### Work request
When a record holds a picture, leave the picture out and copy everything else exactly.

### Data supplied
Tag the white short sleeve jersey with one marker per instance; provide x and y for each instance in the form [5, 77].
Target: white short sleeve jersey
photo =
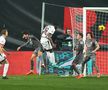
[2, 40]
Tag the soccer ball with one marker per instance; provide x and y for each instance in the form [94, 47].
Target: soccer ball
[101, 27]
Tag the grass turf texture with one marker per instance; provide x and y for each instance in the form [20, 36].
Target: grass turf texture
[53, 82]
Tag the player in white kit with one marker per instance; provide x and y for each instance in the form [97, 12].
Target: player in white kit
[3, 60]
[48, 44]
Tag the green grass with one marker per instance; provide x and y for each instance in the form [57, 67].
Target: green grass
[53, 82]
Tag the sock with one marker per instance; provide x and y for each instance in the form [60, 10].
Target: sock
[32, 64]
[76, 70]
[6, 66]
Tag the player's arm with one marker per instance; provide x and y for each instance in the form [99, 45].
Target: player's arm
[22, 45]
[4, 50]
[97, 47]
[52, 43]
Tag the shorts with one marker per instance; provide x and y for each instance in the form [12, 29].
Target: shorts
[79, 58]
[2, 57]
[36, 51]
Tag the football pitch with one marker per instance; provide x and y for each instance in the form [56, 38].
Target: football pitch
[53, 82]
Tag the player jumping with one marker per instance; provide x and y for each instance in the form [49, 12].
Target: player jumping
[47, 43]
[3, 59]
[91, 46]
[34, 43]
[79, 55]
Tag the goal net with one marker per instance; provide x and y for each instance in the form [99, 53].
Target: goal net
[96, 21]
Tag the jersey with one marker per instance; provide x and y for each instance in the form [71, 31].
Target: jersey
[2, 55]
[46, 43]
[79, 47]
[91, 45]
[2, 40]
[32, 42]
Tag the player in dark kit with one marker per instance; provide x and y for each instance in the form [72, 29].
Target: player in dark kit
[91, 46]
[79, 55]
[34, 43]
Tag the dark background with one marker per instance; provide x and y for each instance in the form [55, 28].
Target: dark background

### Solution to this task
Tag the white short sleeve jersey with one marker per instance; provide x and y for each instance in the form [5, 77].
Target: white short sleeve jersey
photo =
[2, 40]
Tag the soccer ball with one marker per instance; provide x and y for each instance in the form [94, 47].
Target: soccer ball
[101, 27]
Tag the grass turf texture with one marker per instance; provide x and y for each instance in the form [20, 36].
Target: grass turf texture
[53, 82]
Tag the player in white kit with one marker per instance; provide x and y for each instance in the form [97, 12].
Target: player in white kit
[3, 60]
[48, 44]
Tag the green grass with one marker per instance; provide x and y for each instance in the form [57, 67].
Target: green grass
[53, 82]
Tag the sock with one marker per instance; provide x and y for each instance in the form [60, 10].
Target: sock
[32, 64]
[76, 70]
[6, 66]
Tag the player's arm with one marker per instance; provide x and y for each instance in the form [99, 45].
Target: player's arm
[22, 45]
[4, 50]
[97, 47]
[52, 43]
Tag the shorts with one marker per instance; provide x and y for each instance in the form [12, 29].
Target: shorts
[79, 58]
[2, 57]
[36, 51]
Tag the football pitch with one marker per instance; provide x and y for each instance in the form [56, 38].
Target: football pitch
[53, 82]
Tag the player jumping with one marker per instance; provide x and y for each instance in the form [49, 12].
Target: player jumping
[47, 43]
[3, 59]
[91, 46]
[34, 43]
[79, 55]
Tag the goal net with one marker per instance; provide x and y for each instance in the form [99, 53].
Target: goal net
[96, 21]
Tag the jersey with one marker per instance; provide x and y for each instance in the form [71, 31].
Target: jersey
[2, 55]
[46, 43]
[79, 47]
[91, 45]
[2, 40]
[32, 42]
Tag the player in dark kit with one marker per instance; provide x and y for each instance in the form [72, 29].
Target: player in dark kit
[91, 46]
[79, 55]
[34, 43]
Tag the dark background with one marker per instance; provide x and y for each instance in the form [55, 28].
Target: dark background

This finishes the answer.